» EXERCISE AIM
Check each line below for "window" and give the count of those that have it, nothing else.

Point-per-instance localization data
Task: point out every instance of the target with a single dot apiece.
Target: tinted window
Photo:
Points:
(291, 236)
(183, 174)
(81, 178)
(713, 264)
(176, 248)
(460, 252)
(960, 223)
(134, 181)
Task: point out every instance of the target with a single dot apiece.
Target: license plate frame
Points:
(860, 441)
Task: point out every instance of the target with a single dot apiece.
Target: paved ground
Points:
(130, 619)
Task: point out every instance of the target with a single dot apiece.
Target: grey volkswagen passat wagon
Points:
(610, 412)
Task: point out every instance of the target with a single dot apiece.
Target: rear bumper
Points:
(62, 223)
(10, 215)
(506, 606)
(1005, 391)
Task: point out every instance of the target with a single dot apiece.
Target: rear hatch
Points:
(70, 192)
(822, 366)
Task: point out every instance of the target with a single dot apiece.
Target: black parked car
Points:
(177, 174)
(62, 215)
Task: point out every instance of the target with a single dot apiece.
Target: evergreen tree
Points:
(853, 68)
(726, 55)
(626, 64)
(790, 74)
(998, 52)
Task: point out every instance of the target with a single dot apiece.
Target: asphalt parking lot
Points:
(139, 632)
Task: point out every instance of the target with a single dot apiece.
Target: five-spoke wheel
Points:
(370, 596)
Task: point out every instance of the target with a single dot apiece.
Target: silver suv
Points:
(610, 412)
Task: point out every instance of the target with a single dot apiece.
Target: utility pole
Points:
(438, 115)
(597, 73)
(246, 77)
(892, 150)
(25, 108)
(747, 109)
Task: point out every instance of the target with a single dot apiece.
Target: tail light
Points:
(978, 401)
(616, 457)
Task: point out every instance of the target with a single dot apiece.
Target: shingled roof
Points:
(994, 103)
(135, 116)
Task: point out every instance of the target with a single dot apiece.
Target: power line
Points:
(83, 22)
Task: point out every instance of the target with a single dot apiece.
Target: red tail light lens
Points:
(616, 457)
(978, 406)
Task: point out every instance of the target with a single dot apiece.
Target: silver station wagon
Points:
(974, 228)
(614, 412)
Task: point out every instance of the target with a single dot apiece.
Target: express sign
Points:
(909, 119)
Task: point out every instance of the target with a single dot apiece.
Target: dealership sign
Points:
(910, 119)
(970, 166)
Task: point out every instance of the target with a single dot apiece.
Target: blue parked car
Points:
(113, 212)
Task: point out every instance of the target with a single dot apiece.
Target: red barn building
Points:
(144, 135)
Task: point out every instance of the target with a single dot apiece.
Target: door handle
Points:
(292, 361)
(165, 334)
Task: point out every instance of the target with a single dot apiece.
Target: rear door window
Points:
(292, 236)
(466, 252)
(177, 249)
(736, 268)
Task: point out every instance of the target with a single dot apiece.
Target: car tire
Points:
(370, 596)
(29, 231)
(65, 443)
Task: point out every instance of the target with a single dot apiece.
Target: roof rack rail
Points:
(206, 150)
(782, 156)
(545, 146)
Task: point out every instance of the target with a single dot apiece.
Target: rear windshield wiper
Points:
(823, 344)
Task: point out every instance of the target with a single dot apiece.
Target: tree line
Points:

» ANSWER TO THE EXERCISE
2